### TASK STATEMENT
Print the lines of the records below word for word, from the start of the records through the line containing "positive clicks: (77, 51)", with both ends included. Leave the pictures out of your answer.

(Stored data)
###

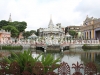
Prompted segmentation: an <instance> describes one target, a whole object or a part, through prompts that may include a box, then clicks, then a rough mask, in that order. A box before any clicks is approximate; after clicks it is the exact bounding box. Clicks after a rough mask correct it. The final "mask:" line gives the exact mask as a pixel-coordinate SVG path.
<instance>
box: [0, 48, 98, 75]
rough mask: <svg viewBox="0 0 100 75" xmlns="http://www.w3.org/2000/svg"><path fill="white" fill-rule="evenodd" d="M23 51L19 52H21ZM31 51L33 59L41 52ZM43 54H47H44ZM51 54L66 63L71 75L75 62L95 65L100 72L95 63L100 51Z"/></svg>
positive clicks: (77, 51)
mask: <svg viewBox="0 0 100 75" xmlns="http://www.w3.org/2000/svg"><path fill="white" fill-rule="evenodd" d="M24 50H28V49H24ZM24 50H21V52H23V51H24ZM12 51H13V50H12ZM31 51H32V56H33V57H37V56H38V55H39V54H40V53H42V52H43V51H42V50H35V49H31ZM1 52H8V50H0V53H1ZM15 52H20V50H19V51H17V50H15ZM45 54H47V53H45ZM51 54H52V55H53V56H54V58H55V59H56V58H58V57H60V58H61V62H63V61H64V62H67V63H68V65H69V66H70V68H71V74H72V73H73V72H75V70H74V69H72V64H73V63H74V64H77V62H78V63H79V64H86V63H88V62H90V61H91V62H93V63H95V64H96V66H97V69H98V71H99V72H100V63H97V62H96V57H97V55H99V54H100V50H87V51H84V50H83V49H81V48H76V49H71V50H65V51H63V52H57V53H51ZM59 63H60V62H59ZM55 72H57V70H55ZM83 72H84V70H83V69H81V73H83Z"/></svg>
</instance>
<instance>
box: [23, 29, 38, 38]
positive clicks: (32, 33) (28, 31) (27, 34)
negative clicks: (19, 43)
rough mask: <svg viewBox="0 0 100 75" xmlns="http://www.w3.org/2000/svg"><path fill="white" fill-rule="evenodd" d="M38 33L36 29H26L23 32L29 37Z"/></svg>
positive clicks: (26, 35)
mask: <svg viewBox="0 0 100 75" xmlns="http://www.w3.org/2000/svg"><path fill="white" fill-rule="evenodd" d="M33 33H34V34H37V32H36V31H35V30H31V31H24V32H23V36H24V38H28V37H29V36H31V35H32V34H33Z"/></svg>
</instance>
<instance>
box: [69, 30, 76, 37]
mask: <svg viewBox="0 0 100 75" xmlns="http://www.w3.org/2000/svg"><path fill="white" fill-rule="evenodd" d="M69 34H70V35H71V36H73V37H75V36H76V35H77V33H76V32H75V31H73V30H69Z"/></svg>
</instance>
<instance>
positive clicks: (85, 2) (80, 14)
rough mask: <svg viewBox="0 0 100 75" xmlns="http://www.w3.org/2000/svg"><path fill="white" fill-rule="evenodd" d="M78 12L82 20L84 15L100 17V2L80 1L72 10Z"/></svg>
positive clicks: (84, 16)
mask: <svg viewBox="0 0 100 75" xmlns="http://www.w3.org/2000/svg"><path fill="white" fill-rule="evenodd" d="M74 11H75V12H79V13H80V16H81V17H82V18H85V17H86V15H88V16H90V17H92V16H93V17H96V18H99V17H100V0H82V1H81V2H80V3H79V4H78V5H77V7H76V8H75V10H74Z"/></svg>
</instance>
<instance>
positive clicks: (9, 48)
mask: <svg viewBox="0 0 100 75" xmlns="http://www.w3.org/2000/svg"><path fill="white" fill-rule="evenodd" d="M22 49H23V47H22V46H11V45H7V46H2V50H22Z"/></svg>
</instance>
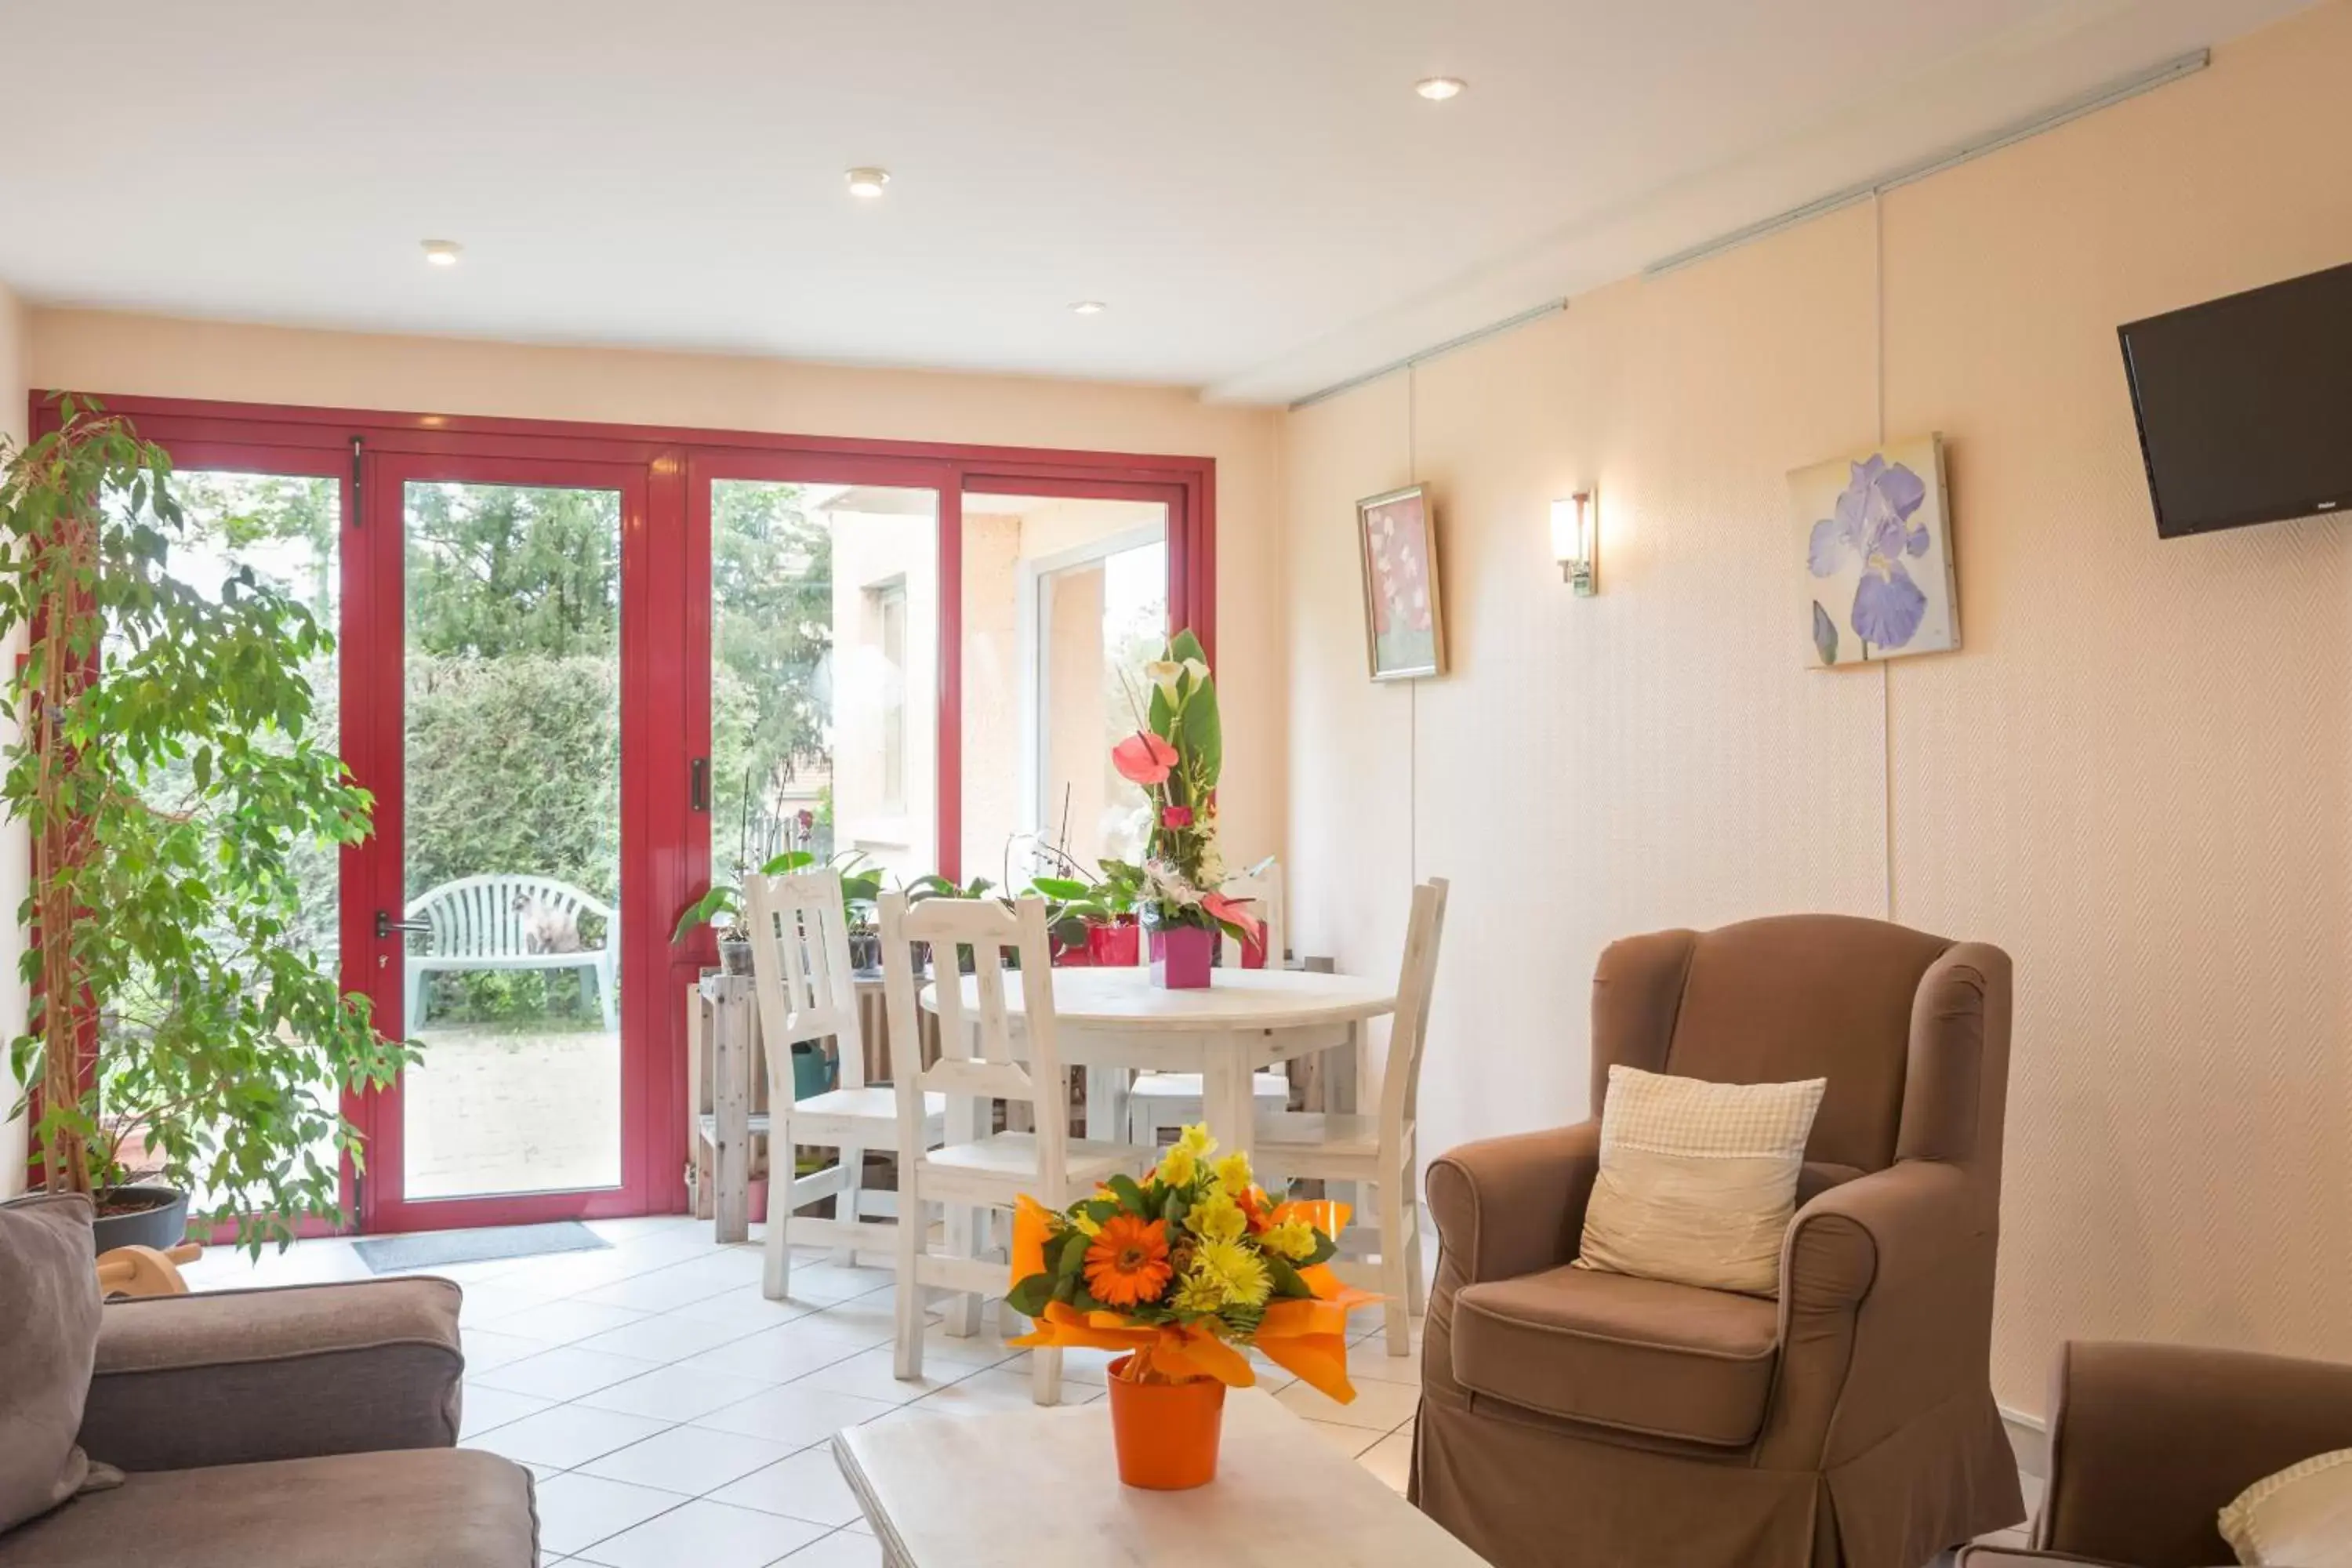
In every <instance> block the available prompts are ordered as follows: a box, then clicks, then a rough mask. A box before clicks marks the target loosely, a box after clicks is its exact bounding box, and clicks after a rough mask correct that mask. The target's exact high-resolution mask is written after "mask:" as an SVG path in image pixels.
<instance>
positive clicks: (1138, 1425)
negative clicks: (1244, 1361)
mask: <svg viewBox="0 0 2352 1568" xmlns="http://www.w3.org/2000/svg"><path fill="white" fill-rule="evenodd" d="M1129 1361H1134V1356H1120V1359H1117V1361H1112V1363H1110V1436H1112V1441H1115V1443H1117V1448H1120V1481H1124V1483H1127V1486H1141V1488H1148V1490H1155V1493H1181V1490H1188V1488H1195V1486H1209V1481H1216V1439H1218V1434H1221V1432H1223V1429H1225V1385H1223V1382H1218V1380H1216V1378H1195V1380H1190V1382H1134V1380H1131V1378H1129V1375H1127V1363H1129Z"/></svg>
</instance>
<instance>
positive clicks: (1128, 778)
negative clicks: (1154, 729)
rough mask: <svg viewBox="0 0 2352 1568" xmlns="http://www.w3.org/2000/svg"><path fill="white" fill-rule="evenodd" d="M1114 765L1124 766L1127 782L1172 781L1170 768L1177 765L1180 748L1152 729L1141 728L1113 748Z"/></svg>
mask: <svg viewBox="0 0 2352 1568" xmlns="http://www.w3.org/2000/svg"><path fill="white" fill-rule="evenodd" d="M1110 766H1115V769H1120V778H1124V780H1127V783H1138V785H1143V788H1150V785H1162V783H1167V780H1169V769H1174V766H1176V748H1174V745H1169V743H1167V741H1162V738H1160V736H1155V733H1150V731H1148V729H1138V731H1136V733H1131V736H1127V738H1124V741H1120V743H1117V745H1112V748H1110Z"/></svg>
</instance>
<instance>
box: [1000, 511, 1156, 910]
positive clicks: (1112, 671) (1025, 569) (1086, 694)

###

### EXERCISE RESPONSE
Prompted segmentation: an <instance> describes one target, a whole object or a part, through prompts that may include a box, then clicks, then a rough mask, in that order. A box before any clicks is approximate; after clicks it is the exact bounding box. Clicks after a rough mask correct it. The final "mask:" line gives the exact mask as a pixel-coordinate SVG path.
<instance>
box: [0, 48, 98, 75]
rough mask: <svg viewBox="0 0 100 75" xmlns="http://www.w3.org/2000/svg"><path fill="white" fill-rule="evenodd" d="M23 51L19 52H21ZM31 51L33 59L41 52ZM43 54H47H44ZM51 54L66 63L71 75L75 62L95 65L100 72L95 63L100 51Z"/></svg>
positive clicks: (77, 51)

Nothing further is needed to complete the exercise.